::: GIVEN INFORMATION :::
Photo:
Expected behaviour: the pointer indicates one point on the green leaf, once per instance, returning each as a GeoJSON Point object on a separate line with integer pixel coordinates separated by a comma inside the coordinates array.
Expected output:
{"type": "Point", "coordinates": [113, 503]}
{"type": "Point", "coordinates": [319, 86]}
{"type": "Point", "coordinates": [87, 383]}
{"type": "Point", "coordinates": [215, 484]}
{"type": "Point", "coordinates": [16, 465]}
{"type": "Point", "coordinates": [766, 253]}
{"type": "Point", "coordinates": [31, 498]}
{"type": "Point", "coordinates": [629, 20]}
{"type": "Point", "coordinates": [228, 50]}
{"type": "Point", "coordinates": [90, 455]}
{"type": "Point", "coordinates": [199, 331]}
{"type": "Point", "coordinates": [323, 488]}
:::
WORK TO BE COMPLETED
Format the lines above as a numbered list, omitting any blank lines.

FULL RESPONSE
1. Photo:
2. Expected behaviour: the pointer indicates one point on the green leaf, once per instance, returning each as a GeoJSON Point object on a separate line with integer pixel coordinates separated by a comma inside the coordinates array.
3. Expected output:
4. {"type": "Point", "coordinates": [113, 503]}
5. {"type": "Point", "coordinates": [319, 86]}
6. {"type": "Point", "coordinates": [87, 383]}
7. {"type": "Point", "coordinates": [215, 484]}
8. {"type": "Point", "coordinates": [16, 465]}
9. {"type": "Point", "coordinates": [766, 253]}
10. {"type": "Point", "coordinates": [31, 498]}
11. {"type": "Point", "coordinates": [629, 20]}
12. {"type": "Point", "coordinates": [228, 50]}
13. {"type": "Point", "coordinates": [90, 455]}
14. {"type": "Point", "coordinates": [199, 331]}
15. {"type": "Point", "coordinates": [323, 488]}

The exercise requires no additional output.